# [What the task requires]
Copy out the lines verbatim, starting at the line containing "For the evaluation set, locate the black" and ending at the line containing "x=335 y=310", both included.
— Start Data to process —
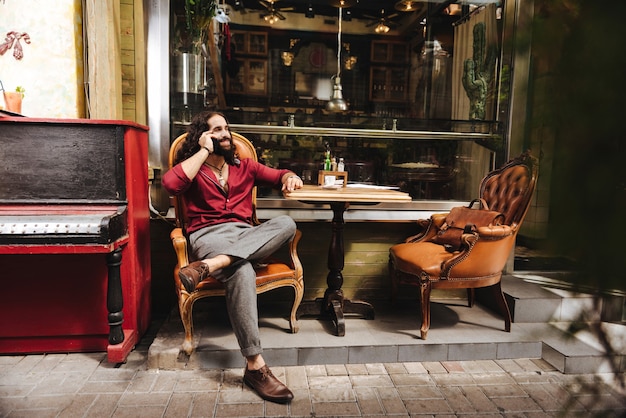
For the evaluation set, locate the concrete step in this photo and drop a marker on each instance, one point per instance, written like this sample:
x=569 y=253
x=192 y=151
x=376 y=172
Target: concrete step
x=457 y=333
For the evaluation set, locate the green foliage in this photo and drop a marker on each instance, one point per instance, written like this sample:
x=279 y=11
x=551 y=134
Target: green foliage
x=478 y=72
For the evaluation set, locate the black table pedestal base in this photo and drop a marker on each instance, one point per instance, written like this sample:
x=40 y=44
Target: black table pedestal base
x=335 y=310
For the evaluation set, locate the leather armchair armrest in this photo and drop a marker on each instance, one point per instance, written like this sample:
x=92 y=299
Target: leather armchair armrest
x=494 y=232
x=179 y=241
x=428 y=228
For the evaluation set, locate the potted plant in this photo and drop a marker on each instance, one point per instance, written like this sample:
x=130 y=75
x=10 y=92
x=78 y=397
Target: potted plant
x=13 y=99
x=192 y=26
x=191 y=29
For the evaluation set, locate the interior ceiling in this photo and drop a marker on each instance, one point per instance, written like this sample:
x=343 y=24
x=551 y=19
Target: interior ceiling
x=359 y=9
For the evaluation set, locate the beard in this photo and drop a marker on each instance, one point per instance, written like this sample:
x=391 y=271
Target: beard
x=227 y=153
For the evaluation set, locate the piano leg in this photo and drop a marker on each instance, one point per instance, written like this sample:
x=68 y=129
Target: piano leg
x=121 y=342
x=115 y=299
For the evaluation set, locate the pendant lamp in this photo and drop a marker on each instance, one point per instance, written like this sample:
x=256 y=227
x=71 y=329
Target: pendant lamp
x=337 y=104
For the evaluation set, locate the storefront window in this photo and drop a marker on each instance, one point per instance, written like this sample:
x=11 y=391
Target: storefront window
x=422 y=97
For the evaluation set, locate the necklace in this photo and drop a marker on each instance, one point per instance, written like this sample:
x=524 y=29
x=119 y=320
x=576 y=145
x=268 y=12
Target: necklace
x=220 y=177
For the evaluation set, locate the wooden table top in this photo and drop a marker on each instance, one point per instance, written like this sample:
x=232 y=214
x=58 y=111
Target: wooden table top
x=346 y=194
— End Data to process —
# [The solution]
For the evaluation set, locate the black table pedestal base in this photo and drop a marker on each instance, one point per instance, written like this sample:
x=40 y=44
Target: black table pedestal base
x=335 y=310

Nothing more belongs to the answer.